▶ **Stated exercise**
Reproduce the line containing "Q: Indicate one point per instance of the distant mountain" exactly, along with each line after it through the end of the data; pictures are left out.

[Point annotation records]
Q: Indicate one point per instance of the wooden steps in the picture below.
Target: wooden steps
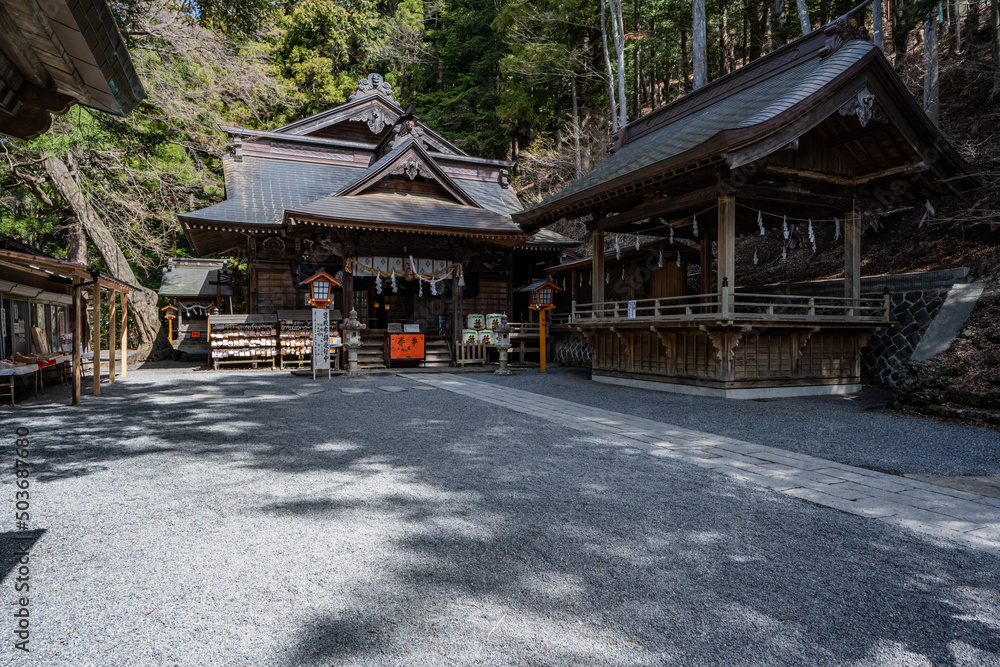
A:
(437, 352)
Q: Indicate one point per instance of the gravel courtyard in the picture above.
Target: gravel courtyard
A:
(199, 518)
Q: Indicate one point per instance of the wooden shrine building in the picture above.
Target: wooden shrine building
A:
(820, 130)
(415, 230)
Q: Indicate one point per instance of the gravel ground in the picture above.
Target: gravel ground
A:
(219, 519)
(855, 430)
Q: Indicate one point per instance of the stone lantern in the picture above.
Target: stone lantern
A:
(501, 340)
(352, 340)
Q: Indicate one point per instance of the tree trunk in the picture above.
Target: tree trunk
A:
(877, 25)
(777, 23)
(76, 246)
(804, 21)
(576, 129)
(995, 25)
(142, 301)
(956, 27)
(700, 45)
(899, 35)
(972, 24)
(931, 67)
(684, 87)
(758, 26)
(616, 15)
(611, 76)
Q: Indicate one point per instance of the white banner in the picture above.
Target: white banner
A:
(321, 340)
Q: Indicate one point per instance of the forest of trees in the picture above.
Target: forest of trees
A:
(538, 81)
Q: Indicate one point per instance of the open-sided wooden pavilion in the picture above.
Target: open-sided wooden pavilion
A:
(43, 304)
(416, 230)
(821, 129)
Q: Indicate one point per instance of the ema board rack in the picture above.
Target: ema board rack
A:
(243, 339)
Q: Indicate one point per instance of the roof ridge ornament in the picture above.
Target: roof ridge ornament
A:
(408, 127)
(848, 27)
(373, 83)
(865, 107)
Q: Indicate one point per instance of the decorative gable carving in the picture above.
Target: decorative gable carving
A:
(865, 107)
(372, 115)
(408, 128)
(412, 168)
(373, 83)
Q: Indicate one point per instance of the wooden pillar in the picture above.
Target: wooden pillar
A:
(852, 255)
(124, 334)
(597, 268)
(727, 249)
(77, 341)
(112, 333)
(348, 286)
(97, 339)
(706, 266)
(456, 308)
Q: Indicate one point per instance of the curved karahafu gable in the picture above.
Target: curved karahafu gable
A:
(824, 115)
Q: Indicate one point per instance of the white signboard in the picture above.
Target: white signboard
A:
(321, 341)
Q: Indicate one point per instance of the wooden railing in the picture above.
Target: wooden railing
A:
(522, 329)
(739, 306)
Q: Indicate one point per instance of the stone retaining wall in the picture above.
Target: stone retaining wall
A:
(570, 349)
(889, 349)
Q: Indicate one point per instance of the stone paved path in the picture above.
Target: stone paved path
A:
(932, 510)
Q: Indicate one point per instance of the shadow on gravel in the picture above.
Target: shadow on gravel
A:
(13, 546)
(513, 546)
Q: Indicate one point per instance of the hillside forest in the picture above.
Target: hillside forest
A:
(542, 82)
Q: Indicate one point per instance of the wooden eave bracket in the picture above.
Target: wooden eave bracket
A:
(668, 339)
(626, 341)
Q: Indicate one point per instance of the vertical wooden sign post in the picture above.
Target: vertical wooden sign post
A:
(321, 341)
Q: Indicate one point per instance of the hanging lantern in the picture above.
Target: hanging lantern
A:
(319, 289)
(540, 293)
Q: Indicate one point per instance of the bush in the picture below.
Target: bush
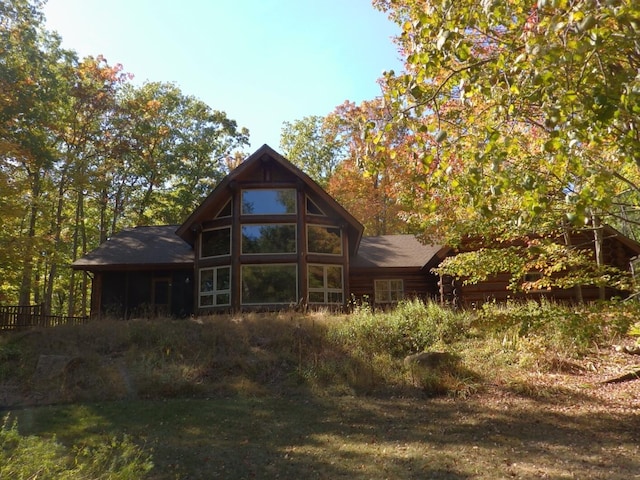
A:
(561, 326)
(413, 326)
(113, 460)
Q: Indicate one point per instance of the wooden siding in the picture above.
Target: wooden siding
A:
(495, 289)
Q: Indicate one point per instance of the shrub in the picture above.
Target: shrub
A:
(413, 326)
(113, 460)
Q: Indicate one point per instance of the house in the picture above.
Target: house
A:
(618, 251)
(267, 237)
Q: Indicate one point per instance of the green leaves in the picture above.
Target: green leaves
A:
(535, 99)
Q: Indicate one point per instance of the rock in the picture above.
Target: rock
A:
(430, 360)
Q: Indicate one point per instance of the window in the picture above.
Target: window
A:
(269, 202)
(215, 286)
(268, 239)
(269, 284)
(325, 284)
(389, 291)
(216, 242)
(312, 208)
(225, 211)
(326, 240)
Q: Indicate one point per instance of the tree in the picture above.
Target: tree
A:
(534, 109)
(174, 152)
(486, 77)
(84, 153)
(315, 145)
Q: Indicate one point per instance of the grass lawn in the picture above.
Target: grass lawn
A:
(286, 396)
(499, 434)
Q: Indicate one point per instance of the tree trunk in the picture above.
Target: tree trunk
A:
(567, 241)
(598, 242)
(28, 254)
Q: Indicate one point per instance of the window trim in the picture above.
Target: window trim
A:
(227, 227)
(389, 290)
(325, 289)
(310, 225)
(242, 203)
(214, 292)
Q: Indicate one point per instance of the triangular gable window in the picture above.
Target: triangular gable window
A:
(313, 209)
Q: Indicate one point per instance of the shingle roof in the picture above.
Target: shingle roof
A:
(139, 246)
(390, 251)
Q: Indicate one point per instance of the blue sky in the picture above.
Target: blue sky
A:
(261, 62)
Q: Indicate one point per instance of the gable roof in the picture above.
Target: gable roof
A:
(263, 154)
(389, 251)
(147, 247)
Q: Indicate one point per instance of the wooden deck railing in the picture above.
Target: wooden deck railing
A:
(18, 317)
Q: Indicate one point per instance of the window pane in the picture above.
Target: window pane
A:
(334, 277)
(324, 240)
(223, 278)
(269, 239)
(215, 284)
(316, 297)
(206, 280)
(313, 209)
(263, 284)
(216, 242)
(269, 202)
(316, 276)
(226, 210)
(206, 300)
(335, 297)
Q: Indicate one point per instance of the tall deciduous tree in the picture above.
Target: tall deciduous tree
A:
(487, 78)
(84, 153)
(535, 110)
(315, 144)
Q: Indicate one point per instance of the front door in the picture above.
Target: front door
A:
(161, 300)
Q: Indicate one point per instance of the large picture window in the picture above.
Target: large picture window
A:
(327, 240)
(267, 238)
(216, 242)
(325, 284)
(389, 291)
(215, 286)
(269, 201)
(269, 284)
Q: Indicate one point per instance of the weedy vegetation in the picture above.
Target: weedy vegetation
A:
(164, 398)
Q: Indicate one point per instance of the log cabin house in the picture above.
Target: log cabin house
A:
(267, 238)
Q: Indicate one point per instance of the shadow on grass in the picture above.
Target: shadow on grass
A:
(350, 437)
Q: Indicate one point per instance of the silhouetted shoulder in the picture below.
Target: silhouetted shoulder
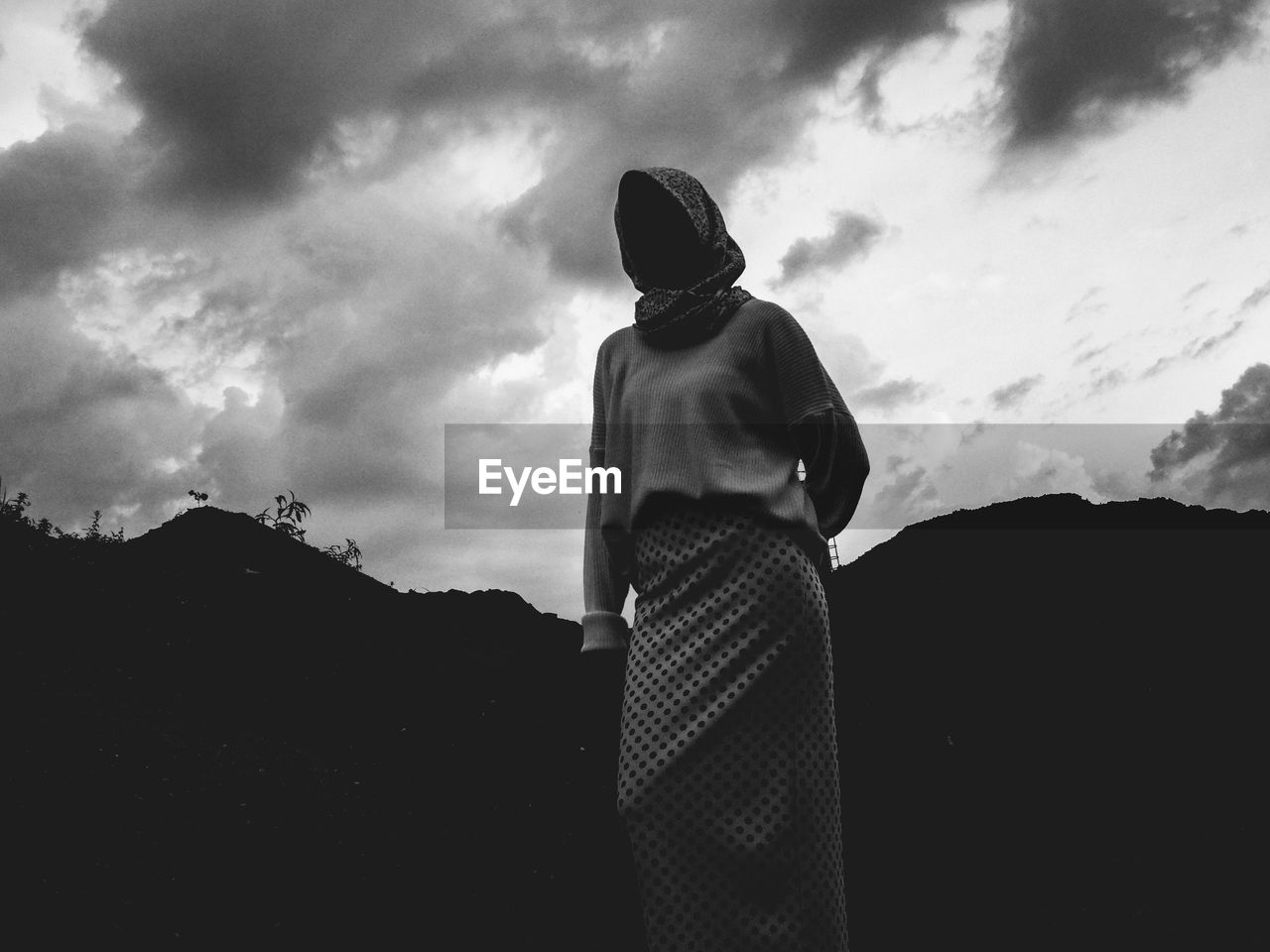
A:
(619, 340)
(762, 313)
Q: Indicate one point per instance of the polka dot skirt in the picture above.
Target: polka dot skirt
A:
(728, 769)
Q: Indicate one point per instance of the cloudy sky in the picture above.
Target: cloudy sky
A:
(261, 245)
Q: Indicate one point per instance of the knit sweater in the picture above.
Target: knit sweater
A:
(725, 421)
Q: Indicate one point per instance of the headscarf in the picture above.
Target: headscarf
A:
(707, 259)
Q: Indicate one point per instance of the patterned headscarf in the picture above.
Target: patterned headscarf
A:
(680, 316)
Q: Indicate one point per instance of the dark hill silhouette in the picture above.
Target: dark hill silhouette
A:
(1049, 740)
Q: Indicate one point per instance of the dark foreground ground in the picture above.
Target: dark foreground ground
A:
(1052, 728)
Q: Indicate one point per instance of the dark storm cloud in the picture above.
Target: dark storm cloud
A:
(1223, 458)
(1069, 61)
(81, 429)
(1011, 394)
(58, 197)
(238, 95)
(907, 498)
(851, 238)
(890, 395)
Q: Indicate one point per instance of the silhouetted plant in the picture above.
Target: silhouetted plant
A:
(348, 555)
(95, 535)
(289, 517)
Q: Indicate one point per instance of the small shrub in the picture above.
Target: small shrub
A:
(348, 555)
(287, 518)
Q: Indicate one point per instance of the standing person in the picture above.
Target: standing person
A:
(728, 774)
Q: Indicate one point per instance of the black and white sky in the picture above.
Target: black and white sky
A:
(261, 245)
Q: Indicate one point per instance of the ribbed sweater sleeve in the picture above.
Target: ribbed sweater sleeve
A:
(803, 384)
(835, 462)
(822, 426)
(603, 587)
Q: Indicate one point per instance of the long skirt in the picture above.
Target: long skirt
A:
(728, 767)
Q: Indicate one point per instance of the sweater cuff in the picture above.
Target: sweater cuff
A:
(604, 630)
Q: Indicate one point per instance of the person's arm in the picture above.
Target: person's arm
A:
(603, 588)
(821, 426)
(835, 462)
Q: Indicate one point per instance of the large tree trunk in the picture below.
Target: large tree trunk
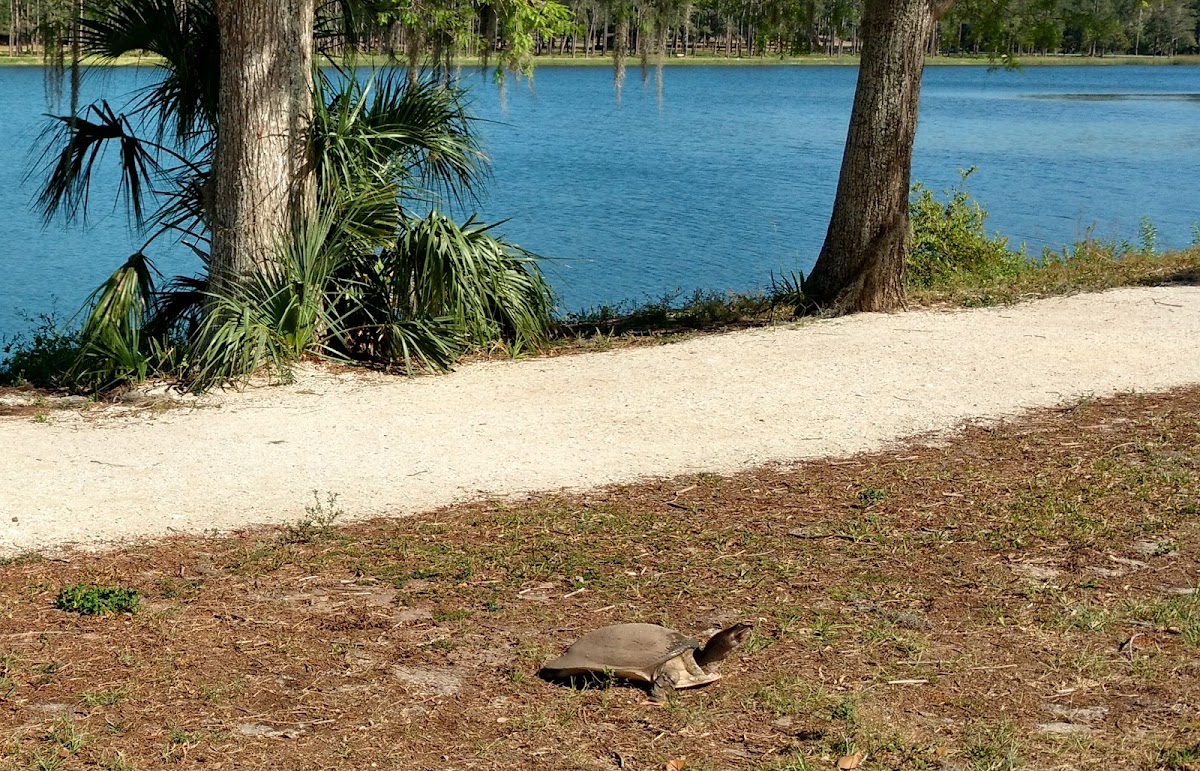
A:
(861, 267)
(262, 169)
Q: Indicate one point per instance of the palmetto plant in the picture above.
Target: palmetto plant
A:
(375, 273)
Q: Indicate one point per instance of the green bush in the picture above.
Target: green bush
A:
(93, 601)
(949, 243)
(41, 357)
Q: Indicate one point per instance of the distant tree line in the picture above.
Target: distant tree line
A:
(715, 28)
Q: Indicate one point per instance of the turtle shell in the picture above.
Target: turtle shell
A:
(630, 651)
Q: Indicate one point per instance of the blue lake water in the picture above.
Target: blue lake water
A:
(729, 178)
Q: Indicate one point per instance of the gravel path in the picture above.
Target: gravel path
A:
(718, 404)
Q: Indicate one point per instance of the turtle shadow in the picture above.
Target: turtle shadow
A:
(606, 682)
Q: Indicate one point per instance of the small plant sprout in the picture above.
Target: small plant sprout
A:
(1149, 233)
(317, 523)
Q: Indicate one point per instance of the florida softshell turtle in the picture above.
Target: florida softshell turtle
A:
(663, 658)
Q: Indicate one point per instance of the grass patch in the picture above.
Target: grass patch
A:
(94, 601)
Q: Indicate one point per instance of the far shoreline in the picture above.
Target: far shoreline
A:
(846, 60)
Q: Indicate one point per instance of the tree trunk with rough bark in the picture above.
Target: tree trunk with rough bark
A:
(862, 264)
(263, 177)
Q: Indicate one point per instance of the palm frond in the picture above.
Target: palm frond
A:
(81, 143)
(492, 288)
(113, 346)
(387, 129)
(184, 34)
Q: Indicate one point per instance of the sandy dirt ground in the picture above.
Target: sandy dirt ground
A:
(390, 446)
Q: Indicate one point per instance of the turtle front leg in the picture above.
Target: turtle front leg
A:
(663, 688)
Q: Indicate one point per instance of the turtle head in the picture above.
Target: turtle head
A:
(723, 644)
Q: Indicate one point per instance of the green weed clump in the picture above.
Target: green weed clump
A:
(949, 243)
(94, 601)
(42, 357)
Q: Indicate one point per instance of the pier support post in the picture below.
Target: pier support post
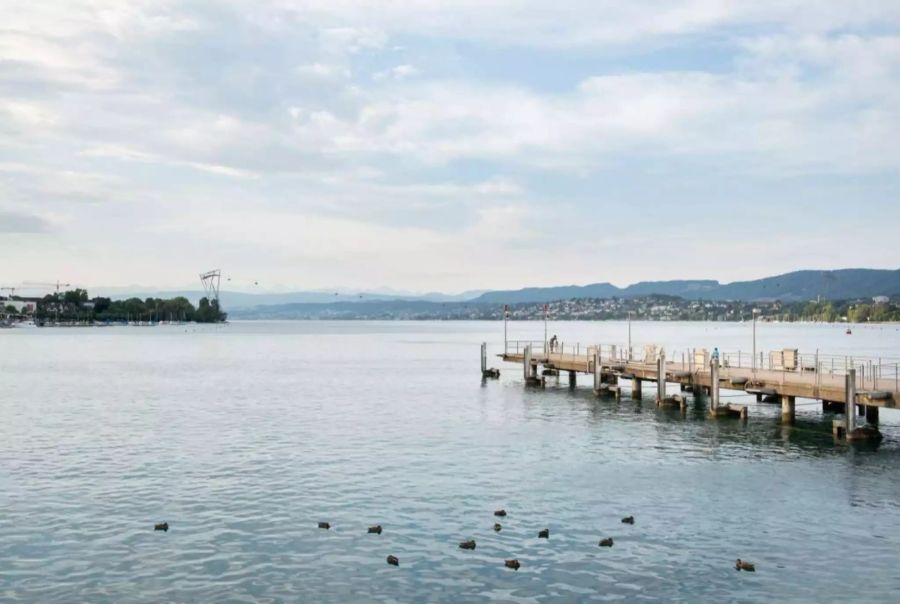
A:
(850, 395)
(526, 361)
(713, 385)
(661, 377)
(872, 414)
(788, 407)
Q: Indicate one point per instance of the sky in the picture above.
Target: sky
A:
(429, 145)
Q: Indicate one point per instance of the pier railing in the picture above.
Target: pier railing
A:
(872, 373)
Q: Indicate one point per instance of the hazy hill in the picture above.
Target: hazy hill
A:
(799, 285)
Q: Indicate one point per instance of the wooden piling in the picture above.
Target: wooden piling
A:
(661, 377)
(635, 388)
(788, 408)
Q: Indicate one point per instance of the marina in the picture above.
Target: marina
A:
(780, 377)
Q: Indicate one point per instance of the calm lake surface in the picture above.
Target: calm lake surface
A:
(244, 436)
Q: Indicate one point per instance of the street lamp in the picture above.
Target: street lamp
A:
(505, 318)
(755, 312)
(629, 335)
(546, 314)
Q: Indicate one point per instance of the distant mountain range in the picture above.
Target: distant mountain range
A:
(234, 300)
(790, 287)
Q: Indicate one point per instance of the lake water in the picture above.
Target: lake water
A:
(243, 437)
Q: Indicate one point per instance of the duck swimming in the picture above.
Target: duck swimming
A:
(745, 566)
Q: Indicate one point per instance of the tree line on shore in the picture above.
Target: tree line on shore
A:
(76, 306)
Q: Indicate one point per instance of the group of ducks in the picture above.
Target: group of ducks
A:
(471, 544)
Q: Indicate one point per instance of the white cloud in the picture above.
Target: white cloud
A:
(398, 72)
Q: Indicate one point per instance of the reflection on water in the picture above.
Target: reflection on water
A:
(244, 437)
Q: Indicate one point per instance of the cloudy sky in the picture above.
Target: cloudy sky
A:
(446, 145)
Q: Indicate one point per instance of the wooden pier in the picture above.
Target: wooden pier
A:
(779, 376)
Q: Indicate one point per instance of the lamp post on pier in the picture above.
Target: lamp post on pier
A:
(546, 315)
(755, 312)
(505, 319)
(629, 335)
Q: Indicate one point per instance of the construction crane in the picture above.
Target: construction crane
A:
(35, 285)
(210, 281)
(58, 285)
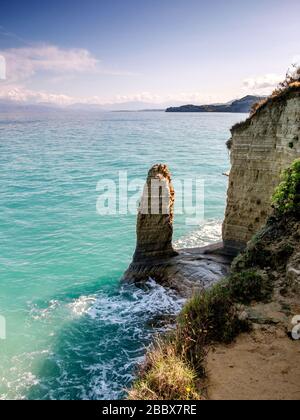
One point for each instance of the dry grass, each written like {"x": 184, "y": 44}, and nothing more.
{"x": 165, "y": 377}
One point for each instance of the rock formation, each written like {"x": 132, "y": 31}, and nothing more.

▶ **Response to this exercise**
Q: Indicate one point per instance of the distant mountain range in the picture above.
Target: distant mountain range
A:
(234, 300)
(790, 287)
Q: Indicate one point per instance of the lake water in the picture above.
Target: lake water
A:
(243, 437)
Q: Indicate one point per instance of the duck swimming in the picture above.
Target: duck swimming
A:
(745, 566)
Q: Indicate one point per instance of the tree line on shore in the picture above.
Target: tree line on shore
A:
(76, 306)
Q: Indicate one point per instance of the group of ducks in the picture above.
Target: group of ducks
A:
(471, 544)
Q: Indicate one point per instance of the white cloud in the picture above.
Target: white cloud
A:
(398, 72)
Q: Indicate one point per instance of the reflection on water in the picture above.
Target: reflection on water
A:
(244, 437)
Q: Indicate one point per instance of the cloudy sky in the picture above.
Target: cloudy sky
A:
(446, 145)
Q: Indicate one point per instance of the wooden pier in the picture above.
Target: wooden pier
A:
(779, 376)
Q: Indicate one point per instance of the lamp post on pier in the picture above.
Target: lamp post on pier
A:
(546, 315)
(755, 312)
(505, 319)
(629, 335)
Q: Indicate one point per instance of the construction crane in the picture above.
Target: construction crane
A:
(35, 285)
(210, 281)
(58, 285)
One point for each instance of the dry grass, each written like {"x": 184, "y": 44}, and nothing more.
{"x": 165, "y": 377}
One point for each instance of the rock formation, each written like {"x": 132, "y": 31}, and nothing more.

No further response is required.